= Your goal =
Please list every use of yaupon by Europeans in the early 1700s that the yaupon holly article below mentions.

Yaupon holly both a decoration and drink
BY TESS MALONE
Ride Crane Bike Path from the Historic District to the Beach Village and you can see dense blankets of yaupon holly on the maritime forest floor. Smaller than its holly cousins, American and dahoon, yaupon is dioecious, meaning male and female plants present differently. While both bloom white flowers in spring, only the female sports bright-red berries in fall just in time for holiday decor. (Just don’t eat the fruit; it’s poisonous, like most holly berries.)
Gardeners can cultivate yaupon easily in their yards, considering it needs only one trim a year. (It looks best in a shrub or tree shape.) But yaupon is more than just simple decoration. The leaves of the yaupon plant (Ilex vomitoria)—the leaves, not the
berries—are edible. And caffeinated.
Native Americans in the Southeast brewed yaupon to make a “black drink” for use during religious ceremonies, social meetings, and other important occasions. By the early 1700s, Europeans used it for, among other purposes, a breakfast drink and a medicine. It was believed to treat smallpox and to purify drinking water.
Today, steeping the fresh or dried leaves produces a tea similar to a yerba mate, a more potent type of tea. You can also blend the leaves with sugar and fresh fruit for a more flavorful brew. “My favorite is fresh raspberries,” says the Jekyll Island Authority’s natural resources manager, Yank Moore.

= Data for analysis =
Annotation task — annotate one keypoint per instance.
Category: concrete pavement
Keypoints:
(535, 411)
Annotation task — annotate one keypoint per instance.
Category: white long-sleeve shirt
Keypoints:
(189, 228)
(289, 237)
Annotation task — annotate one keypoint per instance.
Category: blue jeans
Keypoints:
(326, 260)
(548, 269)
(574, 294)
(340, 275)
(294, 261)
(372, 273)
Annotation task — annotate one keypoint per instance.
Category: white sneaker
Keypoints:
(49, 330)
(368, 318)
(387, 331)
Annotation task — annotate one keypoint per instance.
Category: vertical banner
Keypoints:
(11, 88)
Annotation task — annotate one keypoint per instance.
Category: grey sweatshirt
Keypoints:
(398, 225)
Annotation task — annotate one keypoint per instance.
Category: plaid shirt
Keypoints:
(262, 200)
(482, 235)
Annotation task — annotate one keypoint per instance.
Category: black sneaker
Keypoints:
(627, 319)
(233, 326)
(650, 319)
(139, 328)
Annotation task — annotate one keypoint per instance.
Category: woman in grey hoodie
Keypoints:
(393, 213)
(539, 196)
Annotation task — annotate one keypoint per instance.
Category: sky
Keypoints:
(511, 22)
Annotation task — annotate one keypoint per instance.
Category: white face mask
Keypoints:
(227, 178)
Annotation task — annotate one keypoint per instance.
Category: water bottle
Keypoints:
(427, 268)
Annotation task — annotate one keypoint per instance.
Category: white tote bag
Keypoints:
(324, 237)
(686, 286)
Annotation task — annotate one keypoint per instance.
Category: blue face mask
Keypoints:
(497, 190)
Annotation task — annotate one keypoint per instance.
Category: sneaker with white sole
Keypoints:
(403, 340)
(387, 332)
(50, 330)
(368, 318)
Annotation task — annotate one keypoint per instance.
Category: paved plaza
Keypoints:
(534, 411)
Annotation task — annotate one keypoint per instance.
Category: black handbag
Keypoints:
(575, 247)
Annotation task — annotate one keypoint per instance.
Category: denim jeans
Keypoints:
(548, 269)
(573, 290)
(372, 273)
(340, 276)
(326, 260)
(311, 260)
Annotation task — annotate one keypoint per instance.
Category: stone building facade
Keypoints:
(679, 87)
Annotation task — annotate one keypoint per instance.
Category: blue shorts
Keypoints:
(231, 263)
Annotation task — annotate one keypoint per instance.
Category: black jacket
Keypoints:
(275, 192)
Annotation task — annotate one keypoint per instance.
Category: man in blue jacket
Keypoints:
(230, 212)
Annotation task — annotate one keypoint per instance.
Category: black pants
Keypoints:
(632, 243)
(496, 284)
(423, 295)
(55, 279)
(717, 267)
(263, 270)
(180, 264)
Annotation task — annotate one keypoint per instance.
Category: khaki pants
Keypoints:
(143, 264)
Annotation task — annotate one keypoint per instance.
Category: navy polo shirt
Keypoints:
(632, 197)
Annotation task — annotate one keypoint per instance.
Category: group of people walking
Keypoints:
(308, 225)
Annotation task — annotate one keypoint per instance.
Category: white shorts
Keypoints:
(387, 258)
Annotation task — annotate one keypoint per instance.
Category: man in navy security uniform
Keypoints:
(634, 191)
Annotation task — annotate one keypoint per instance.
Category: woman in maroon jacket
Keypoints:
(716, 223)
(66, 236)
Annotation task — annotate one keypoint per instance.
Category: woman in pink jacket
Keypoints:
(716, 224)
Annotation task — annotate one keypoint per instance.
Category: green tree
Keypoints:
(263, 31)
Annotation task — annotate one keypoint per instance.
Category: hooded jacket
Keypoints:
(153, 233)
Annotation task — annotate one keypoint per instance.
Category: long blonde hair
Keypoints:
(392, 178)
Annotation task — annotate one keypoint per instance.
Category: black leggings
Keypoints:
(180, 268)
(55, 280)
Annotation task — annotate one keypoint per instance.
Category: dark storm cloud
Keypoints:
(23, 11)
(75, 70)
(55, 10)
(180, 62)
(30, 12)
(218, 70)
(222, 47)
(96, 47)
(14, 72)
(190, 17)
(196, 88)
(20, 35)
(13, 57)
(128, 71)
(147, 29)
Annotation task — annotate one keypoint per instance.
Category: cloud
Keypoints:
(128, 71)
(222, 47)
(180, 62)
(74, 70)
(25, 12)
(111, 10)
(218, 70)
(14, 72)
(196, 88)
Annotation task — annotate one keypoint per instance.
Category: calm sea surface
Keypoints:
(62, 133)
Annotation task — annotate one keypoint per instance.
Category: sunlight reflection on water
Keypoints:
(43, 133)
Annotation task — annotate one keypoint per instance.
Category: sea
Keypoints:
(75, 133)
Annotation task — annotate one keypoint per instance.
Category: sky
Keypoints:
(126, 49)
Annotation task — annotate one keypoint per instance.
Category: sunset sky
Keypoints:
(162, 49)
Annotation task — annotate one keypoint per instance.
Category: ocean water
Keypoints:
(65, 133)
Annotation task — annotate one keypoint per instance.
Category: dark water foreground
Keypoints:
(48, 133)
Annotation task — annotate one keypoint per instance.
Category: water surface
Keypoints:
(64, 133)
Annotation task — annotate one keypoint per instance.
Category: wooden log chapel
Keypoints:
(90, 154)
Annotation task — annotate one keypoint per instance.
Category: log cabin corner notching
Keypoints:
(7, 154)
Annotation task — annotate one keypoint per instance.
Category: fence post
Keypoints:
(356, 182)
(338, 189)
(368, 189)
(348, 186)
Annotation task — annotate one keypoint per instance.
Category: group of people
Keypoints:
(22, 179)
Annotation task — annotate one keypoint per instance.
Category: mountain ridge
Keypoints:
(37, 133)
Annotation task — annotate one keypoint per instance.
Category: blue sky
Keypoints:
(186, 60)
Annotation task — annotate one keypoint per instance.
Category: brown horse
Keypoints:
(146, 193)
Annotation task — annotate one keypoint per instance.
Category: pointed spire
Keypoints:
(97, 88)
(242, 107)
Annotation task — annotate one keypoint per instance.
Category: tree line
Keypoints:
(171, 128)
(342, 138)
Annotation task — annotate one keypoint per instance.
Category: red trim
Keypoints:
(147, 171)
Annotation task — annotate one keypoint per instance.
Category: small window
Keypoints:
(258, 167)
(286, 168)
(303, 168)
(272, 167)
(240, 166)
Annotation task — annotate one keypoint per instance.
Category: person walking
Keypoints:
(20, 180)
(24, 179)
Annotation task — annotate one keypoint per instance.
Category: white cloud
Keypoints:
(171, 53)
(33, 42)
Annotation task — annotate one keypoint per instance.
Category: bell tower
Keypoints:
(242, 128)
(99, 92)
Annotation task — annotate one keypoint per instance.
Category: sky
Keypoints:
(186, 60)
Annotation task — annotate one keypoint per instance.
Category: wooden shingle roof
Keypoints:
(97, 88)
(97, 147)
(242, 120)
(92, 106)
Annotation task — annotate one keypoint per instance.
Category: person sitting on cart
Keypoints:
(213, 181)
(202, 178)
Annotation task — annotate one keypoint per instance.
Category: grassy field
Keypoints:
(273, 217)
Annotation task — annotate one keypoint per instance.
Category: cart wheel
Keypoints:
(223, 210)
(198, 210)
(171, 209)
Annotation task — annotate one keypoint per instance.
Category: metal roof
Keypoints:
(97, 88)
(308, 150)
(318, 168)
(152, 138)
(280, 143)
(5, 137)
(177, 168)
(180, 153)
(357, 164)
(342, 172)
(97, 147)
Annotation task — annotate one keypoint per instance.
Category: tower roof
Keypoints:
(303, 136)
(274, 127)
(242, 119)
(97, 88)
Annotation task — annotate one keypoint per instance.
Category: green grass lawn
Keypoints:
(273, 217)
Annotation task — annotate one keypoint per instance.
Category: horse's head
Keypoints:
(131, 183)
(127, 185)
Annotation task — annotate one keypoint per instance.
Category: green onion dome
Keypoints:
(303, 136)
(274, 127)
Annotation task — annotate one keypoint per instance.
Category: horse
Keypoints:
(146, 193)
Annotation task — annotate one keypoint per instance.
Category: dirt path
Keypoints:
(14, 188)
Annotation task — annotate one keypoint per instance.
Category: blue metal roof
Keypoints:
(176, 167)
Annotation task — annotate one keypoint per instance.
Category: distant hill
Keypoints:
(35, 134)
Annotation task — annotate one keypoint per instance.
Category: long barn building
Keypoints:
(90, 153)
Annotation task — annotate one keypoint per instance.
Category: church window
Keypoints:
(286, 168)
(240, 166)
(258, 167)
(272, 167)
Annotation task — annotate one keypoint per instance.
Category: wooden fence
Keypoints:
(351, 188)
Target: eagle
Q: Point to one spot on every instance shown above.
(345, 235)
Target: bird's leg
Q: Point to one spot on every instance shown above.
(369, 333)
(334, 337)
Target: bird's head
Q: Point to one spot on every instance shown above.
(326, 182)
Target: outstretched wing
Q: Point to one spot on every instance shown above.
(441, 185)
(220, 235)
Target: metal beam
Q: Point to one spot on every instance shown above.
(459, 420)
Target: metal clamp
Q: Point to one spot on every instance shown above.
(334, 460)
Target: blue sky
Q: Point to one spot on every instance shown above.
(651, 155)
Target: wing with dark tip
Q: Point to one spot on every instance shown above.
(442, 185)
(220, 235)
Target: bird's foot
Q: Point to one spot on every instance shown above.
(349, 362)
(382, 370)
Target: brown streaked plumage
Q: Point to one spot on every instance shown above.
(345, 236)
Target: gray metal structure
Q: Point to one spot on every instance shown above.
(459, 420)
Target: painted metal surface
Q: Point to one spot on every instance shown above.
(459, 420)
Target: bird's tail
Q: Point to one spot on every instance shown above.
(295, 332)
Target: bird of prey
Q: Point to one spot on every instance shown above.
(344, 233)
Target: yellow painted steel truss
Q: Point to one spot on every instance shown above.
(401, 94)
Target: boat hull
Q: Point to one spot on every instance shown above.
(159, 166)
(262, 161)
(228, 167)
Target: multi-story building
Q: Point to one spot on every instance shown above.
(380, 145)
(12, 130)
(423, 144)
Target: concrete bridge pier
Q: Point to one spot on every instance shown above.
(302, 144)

= Output =
- A breakfast drink
- A medicine
- Treating smallpox
- Purifying drinking water